_Task statement_
Below are records; print only the lines from the line containing "written like (388,245)." to the end, both included, reproduced exactly and without the pictures.

Pointing dataset excerpts
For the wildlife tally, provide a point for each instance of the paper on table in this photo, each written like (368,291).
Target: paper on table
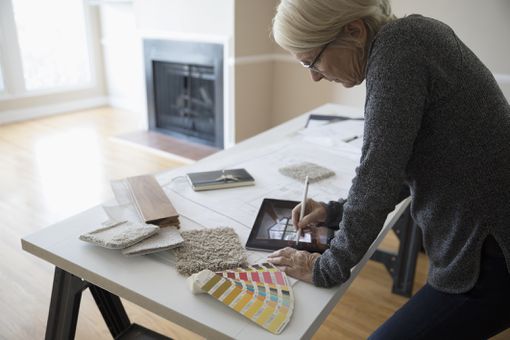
(123,212)
(333,134)
(242,204)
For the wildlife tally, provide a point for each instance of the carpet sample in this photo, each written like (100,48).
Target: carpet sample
(299,172)
(166,238)
(119,235)
(215,249)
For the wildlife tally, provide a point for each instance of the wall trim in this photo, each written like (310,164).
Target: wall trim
(10,116)
(262,58)
(501,78)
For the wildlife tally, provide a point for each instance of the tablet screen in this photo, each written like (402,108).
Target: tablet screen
(273,229)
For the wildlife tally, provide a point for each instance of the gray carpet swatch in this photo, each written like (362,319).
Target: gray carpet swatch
(166,238)
(314,172)
(215,249)
(119,235)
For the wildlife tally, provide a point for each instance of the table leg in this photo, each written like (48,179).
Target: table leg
(64,305)
(402,265)
(112,310)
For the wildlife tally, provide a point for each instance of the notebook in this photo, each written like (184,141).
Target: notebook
(219,179)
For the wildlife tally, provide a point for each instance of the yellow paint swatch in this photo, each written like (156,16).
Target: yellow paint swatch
(261,293)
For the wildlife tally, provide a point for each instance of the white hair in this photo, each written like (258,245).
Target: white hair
(302,25)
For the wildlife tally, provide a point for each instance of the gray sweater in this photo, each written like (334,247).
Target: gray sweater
(436,121)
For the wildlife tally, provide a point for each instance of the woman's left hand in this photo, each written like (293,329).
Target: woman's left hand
(297,263)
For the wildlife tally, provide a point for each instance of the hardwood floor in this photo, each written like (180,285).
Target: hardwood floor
(55,167)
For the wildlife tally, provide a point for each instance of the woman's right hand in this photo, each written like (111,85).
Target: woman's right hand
(315,213)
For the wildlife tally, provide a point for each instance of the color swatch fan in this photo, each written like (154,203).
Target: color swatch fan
(261,293)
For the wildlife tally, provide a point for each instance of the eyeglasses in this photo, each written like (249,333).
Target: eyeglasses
(312,66)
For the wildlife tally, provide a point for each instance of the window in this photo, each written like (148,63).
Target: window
(47,41)
(2,87)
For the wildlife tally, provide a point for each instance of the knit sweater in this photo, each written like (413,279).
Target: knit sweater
(437,122)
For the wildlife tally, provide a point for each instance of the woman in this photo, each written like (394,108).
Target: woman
(435,122)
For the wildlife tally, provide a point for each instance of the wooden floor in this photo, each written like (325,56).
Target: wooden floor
(55,167)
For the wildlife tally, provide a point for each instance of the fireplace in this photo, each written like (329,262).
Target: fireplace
(184,83)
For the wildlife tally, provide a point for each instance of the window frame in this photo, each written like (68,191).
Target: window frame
(10,54)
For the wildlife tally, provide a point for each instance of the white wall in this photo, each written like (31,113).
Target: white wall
(123,58)
(27,106)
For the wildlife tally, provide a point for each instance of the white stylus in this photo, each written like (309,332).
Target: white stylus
(302,213)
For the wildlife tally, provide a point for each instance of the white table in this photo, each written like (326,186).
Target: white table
(152,281)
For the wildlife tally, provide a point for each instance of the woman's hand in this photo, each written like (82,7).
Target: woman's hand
(297,263)
(315,212)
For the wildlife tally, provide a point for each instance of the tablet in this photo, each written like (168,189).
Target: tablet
(273,230)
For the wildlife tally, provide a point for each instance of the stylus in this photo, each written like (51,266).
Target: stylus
(302,212)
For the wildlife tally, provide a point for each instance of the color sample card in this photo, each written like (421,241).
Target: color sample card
(261,293)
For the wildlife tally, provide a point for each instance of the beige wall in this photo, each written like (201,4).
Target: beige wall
(97,90)
(482,25)
(295,92)
(253,67)
(253,27)
(254,98)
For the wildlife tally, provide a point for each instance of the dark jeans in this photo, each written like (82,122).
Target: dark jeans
(480,313)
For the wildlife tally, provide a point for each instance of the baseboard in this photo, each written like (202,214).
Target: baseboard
(126,103)
(11,116)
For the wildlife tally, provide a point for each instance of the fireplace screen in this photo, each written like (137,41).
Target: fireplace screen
(185,89)
(184,99)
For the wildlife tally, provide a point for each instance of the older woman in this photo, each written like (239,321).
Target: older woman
(435,122)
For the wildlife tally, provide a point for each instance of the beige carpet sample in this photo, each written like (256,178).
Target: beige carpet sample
(119,235)
(166,238)
(215,249)
(299,172)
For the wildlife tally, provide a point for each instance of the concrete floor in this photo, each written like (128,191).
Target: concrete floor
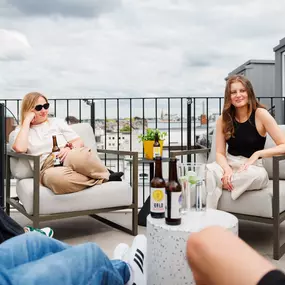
(85,229)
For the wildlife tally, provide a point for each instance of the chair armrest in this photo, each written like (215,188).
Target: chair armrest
(190,151)
(24,155)
(135,168)
(36,178)
(276,178)
(119,152)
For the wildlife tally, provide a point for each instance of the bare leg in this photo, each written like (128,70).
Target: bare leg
(216,256)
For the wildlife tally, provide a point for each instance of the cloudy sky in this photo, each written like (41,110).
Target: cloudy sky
(108,48)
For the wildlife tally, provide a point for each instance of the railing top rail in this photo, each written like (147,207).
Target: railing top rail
(142,98)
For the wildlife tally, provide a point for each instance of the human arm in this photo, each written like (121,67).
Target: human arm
(269,125)
(216,256)
(21,142)
(76,143)
(221,155)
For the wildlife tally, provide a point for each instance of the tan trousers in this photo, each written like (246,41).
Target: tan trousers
(254,178)
(81,169)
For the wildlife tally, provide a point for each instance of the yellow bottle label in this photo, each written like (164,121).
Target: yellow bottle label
(156,151)
(157,200)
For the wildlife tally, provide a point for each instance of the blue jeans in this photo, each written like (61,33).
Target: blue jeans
(33,258)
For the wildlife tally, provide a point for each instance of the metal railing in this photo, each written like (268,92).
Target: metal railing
(185,119)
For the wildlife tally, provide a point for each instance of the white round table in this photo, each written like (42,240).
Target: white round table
(166,245)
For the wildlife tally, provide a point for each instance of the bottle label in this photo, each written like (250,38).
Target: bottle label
(56,160)
(174,207)
(157,200)
(156,151)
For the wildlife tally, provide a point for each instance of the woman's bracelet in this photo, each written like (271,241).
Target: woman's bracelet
(69,145)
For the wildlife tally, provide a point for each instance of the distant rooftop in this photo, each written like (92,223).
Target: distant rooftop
(248,63)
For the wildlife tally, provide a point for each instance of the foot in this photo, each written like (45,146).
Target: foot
(45,231)
(137,261)
(121,252)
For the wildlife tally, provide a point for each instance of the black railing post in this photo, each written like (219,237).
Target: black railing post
(2,154)
(93,116)
(189,143)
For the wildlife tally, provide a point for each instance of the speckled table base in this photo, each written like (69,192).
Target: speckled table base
(166,245)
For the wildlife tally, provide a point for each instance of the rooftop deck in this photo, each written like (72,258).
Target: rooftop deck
(86,229)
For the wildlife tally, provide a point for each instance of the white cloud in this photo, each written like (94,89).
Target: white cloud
(135,48)
(13,45)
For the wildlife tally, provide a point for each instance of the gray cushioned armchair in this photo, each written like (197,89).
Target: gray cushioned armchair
(266,205)
(39,203)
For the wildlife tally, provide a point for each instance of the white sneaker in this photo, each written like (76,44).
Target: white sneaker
(121,252)
(137,261)
(45,231)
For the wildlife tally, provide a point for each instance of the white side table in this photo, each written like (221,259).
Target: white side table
(166,245)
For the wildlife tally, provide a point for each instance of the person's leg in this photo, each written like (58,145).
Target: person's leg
(84,161)
(216,256)
(82,264)
(28,247)
(253,178)
(62,180)
(8,227)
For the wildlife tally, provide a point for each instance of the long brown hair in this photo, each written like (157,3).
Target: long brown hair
(28,103)
(229,110)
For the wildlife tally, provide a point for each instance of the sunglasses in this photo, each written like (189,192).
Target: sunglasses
(39,107)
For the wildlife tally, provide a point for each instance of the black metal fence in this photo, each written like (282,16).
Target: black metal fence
(185,119)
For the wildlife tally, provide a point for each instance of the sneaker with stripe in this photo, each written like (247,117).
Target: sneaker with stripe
(137,261)
(45,231)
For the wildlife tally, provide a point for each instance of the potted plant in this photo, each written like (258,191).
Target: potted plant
(148,141)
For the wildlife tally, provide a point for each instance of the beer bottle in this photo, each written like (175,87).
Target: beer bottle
(156,146)
(157,192)
(55,151)
(173,197)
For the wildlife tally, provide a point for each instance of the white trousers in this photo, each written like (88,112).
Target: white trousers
(254,178)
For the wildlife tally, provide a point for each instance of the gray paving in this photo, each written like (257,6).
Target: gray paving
(86,229)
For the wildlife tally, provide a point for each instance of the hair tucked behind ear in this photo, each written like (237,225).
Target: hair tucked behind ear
(229,110)
(28,103)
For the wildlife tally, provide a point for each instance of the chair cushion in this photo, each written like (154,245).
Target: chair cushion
(268,162)
(20,168)
(110,194)
(85,131)
(256,203)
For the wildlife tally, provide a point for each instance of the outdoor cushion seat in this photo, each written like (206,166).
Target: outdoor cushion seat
(262,205)
(106,195)
(255,203)
(39,203)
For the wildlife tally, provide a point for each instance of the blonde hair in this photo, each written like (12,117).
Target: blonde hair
(28,103)
(229,110)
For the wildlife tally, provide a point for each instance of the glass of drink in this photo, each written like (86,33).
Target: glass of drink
(192,178)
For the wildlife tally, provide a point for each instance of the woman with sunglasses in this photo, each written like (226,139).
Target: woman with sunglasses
(80,168)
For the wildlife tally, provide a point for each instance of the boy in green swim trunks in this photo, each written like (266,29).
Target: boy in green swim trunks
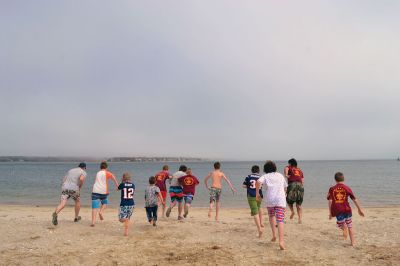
(215,191)
(255,206)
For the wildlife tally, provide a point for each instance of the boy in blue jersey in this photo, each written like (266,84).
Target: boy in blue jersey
(127,204)
(256,211)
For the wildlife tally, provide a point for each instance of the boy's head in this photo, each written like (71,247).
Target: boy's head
(126,177)
(292,162)
(339,177)
(103,165)
(183,168)
(269,167)
(152,180)
(255,169)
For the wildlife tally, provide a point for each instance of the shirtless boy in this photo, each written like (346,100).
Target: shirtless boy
(215,191)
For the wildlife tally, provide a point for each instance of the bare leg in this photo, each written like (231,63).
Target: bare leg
(210,210)
(260,215)
(94,216)
(292,211)
(352,239)
(180,209)
(103,206)
(126,227)
(272,223)
(299,213)
(60,206)
(217,204)
(281,240)
(258,224)
(77,207)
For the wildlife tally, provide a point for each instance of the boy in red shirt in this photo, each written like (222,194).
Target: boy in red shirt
(340,208)
(161,178)
(189,183)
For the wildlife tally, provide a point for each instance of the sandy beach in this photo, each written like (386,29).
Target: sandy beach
(29,238)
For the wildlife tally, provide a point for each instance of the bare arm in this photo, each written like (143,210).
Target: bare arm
(229,183)
(360,211)
(206,180)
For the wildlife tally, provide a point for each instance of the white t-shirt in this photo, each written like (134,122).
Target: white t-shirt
(72,179)
(274,185)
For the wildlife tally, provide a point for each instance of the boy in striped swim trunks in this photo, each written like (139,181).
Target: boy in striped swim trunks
(274,185)
(339,206)
(215,191)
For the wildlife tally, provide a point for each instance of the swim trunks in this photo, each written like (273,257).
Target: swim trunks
(125,212)
(295,193)
(68,193)
(98,200)
(215,194)
(254,205)
(344,218)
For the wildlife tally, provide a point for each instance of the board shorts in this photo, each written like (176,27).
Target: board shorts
(125,212)
(163,194)
(188,198)
(254,205)
(295,193)
(68,193)
(175,192)
(215,194)
(98,200)
(278,212)
(344,218)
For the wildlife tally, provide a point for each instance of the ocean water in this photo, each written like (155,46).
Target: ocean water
(375,182)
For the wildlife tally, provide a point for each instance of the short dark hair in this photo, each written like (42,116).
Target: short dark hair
(255,169)
(339,177)
(269,167)
(293,162)
(183,168)
(103,165)
(152,180)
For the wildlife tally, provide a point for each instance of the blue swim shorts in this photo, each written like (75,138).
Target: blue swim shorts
(98,200)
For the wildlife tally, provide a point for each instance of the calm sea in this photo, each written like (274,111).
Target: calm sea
(375,183)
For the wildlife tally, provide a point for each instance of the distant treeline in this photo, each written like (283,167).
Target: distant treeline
(86,159)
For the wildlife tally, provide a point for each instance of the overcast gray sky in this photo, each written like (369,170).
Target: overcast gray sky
(217,79)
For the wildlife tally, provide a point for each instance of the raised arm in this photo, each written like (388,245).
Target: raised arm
(206,180)
(229,183)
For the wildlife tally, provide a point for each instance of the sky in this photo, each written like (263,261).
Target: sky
(229,80)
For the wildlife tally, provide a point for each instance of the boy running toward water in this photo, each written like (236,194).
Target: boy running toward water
(274,185)
(127,204)
(250,183)
(153,197)
(189,183)
(100,191)
(161,178)
(339,206)
(175,191)
(216,188)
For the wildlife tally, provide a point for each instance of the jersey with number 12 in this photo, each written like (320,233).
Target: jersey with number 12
(127,191)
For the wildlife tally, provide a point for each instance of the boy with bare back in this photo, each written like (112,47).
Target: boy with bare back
(216,188)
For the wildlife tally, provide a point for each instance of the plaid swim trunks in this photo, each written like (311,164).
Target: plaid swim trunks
(67,193)
(125,212)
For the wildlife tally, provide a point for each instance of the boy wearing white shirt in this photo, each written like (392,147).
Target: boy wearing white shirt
(274,185)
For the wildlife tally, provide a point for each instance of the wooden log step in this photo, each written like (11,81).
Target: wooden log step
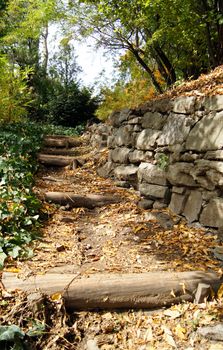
(60,151)
(53,160)
(117,291)
(61,141)
(75,201)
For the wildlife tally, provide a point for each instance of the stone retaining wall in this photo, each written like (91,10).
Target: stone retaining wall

_Answer to the problem_
For the wildlife tally, provide a point for each instance of the raised arm in this photo, each written like (388,245).
Target: raised arm
(206,180)
(229,183)
For the wildlife tally, provide a point for each instance of the sky in this photo, each written like (263,261).
Target: sky
(229,80)
For the wildlife tally, provide a point for each instance of the boy running toward water in this photo, each written like (236,194).
Target: boy running toward water
(274,185)
(127,204)
(250,183)
(153,197)
(189,183)
(100,191)
(161,178)
(339,206)
(175,191)
(216,188)
For the wildlife tally, provide a point for each instance of the jersey with number 12 in this photo, each written like (320,233).
Target: jersey with number 12
(127,191)
For the wildlife tally, provide a point for each instance of the boy with bare back in this photo, each written like (112,47).
Target: boy with bare back
(216,188)
For the wildlife tally, provide a point for each instance of the plaid swim trunks in this photo, each written like (311,164).
Target: plaid swim trunks
(67,193)
(125,212)
For the wildlife tally, provide a point for each instance of the boy wearing white shirt in this photo, each written like (392,147).
Target: boy wearing white shirt
(274,185)
For the wildlife tally, provide a point for each instance of the wooden log step in this photo, each written like (11,81).
Target: wooden log step
(60,151)
(53,160)
(117,291)
(61,141)
(75,201)
For the wildlife tally, provide a point for each instance of the stone retaining wall in this photo, each written like (91,10).
Target: stone retaining wall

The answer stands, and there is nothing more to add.